*** Block opens ***
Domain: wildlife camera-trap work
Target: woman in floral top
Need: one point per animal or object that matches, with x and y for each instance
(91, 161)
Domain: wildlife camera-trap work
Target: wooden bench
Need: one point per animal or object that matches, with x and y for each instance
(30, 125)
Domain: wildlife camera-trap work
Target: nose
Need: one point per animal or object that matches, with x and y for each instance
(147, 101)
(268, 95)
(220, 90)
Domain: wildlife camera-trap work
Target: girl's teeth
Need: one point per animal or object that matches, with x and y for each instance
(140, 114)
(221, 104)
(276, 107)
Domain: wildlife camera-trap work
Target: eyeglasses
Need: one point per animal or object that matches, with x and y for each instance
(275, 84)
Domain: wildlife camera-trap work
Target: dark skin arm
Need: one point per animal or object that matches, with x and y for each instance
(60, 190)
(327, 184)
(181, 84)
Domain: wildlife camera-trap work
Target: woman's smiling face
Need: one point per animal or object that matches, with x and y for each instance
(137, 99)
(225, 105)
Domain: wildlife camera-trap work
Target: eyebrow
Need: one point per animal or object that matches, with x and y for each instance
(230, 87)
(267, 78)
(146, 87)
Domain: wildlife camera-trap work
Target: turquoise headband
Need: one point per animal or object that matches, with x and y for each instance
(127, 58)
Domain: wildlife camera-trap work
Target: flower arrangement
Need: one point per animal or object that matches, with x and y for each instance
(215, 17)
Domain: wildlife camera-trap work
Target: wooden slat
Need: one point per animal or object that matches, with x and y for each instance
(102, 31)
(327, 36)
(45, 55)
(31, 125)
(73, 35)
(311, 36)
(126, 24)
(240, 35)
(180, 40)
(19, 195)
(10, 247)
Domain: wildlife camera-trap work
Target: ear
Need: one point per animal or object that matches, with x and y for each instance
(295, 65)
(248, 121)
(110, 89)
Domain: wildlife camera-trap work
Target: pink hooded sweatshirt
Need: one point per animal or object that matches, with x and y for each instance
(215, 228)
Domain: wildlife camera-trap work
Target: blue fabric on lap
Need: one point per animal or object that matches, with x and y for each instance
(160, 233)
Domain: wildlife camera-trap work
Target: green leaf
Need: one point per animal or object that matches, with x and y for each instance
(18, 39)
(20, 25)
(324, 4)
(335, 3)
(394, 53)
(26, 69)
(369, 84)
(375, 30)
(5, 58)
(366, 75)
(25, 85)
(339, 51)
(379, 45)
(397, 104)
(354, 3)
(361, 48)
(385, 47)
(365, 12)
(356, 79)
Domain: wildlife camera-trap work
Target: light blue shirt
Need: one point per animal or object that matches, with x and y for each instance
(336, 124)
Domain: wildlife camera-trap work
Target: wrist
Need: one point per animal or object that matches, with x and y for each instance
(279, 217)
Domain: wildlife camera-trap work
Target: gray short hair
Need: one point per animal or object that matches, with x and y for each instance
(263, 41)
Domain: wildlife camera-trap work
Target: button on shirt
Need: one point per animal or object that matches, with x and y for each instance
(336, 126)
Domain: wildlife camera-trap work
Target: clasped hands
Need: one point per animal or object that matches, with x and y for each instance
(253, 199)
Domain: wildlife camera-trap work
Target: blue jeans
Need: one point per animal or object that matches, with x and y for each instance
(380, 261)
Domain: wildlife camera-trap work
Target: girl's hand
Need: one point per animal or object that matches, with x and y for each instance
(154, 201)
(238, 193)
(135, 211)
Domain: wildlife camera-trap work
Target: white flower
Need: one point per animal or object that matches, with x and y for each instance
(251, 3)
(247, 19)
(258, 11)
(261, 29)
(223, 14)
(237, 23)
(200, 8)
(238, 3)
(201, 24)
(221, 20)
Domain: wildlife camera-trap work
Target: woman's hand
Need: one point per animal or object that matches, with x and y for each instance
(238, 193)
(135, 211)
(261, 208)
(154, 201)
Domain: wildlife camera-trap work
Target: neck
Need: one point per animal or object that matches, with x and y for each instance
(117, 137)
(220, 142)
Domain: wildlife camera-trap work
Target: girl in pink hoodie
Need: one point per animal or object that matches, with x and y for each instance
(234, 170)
*** Block closes ***
ACTIVITY: Nothing may be left out. Retype all the entries exactly.

THE ANSWER:
Domain: wildlife camera-trap work
Target: woman in floral top
Need: one point per animal or object that matches, with x and y for each instance
(91, 161)
Domain: wildlife camera-trap work
Target: wooden bench
Need: one point per animal or object that matches, with x and y for each instance
(30, 125)
Domain: wildlife camera-trap work
Target: nose
Need: one point per animal or object that matches, with x and y for each instance
(147, 101)
(268, 95)
(220, 90)
Domain: wildlife camera-trap work
Target: girl's teeth
Need: one point per animal or object that matches, with x and y for each instance
(140, 114)
(221, 104)
(276, 107)
Domain: wildlife camera-trap work
Target: eyeglasses
Need: one point per animal or object that matches, with x and y for each instance
(275, 84)
Domain: wildlife camera-trap work
Target: dark skin arm
Need: one point per animal or object that matches, with x and y for each instance
(60, 190)
(327, 184)
(181, 84)
Domain: wildlife camera-trap work
Target: woman's smiling face
Need: one point per animal or object that matches, with x and y for each instance
(137, 99)
(225, 105)
Domain: wildlife camera-trap work
Target: eyebrow
Need: one point per animal or object that matches, with x and y for each instance
(230, 87)
(267, 78)
(146, 87)
Domain: wildlife camera-trap work
Target: turquoise headband
Need: one point per animal or object that matches, with x and y for each instance
(127, 58)
Domain: wildlife camera-trap work
Target: flower arrangement
Need: one point per animal or object that matches, with x and y for each instance
(215, 17)
Domain: wildlife camera-trap work
Target: wooden slat
Need: one point per animal or object that matches, with x and y for each instance
(102, 31)
(327, 36)
(45, 55)
(31, 125)
(73, 35)
(311, 36)
(126, 24)
(240, 35)
(180, 40)
(19, 195)
(10, 247)
Domain: wildlife camera-trap work
Target: ear
Need: one point per animal or object that matches, with x and y for each instance
(295, 65)
(248, 121)
(110, 89)
Domain: wildlife camera-trap work
Target: pink hooded sweatshirt
Need: one point per animal or object that matches, with x and y for each instance
(215, 228)
Domain: wildlife camera-trap work
Target: blue fabric on lap
Need: one point per animal or object that matches, with x and y for each instance
(160, 233)
Domain: wildlife camera-trap work
Target: green leaf
Need: one point per animal or object that matches, with x and y for each instance
(18, 39)
(20, 25)
(324, 4)
(335, 3)
(394, 53)
(26, 69)
(369, 84)
(375, 30)
(5, 58)
(366, 75)
(25, 85)
(339, 51)
(379, 45)
(397, 104)
(354, 3)
(361, 48)
(385, 47)
(365, 12)
(356, 79)
Domain: wildlife camera-trap work
Target: light blue shirt
Need: one point per animal or object that matches, with x and y for each instance
(336, 124)
Domain: wildlife camera-trap work
Target: wrist
Need: one point per animal or object that matches, with x and y for each instance
(279, 217)
Domain: wildlife camera-trap work
Target: gray short hair
Need: one point per animal or object that matches, with x and y for each instance
(263, 41)
Domain: wildlife camera-trap work
Target: button on shirt
Need: one point per animal or object that matches, with x and y for each instance
(336, 126)
Domain: wildlife camera-trap work
Target: clasped hands
Need: one point per animal or object that matches, with x and y for each instance
(253, 199)
Domain: wildlife camera-trap work
Target: blue jeans
Need: one point per animal or object that matches, with x and y for each instance
(380, 261)
Domain: wildlife camera-trap work
Target: girl's hand
Need: one point per animal or object that matches, with x and y for each instance
(154, 201)
(238, 193)
(135, 211)
Domain: wildlife camera-trap work
Target: white flower
Need: one point per animal or object that matches, with x and y for each instance
(251, 3)
(247, 19)
(258, 11)
(261, 29)
(223, 14)
(237, 23)
(200, 8)
(238, 3)
(201, 24)
(221, 20)
Domain: wildlife camera-trap work
Target: woman's hand
Need: one point per animal or object that matches, with x and y for each instance
(238, 193)
(135, 211)
(261, 208)
(154, 201)
Domain: wildlife camera-trap work
Target: neck
Need: one point per animal or object that matches, with x and y for each instance
(117, 137)
(220, 142)
Domain: wildlife camera-trap work
Target: girl in pink hoodie
Need: one point per animal or object that matches, with x and y for each instance
(234, 170)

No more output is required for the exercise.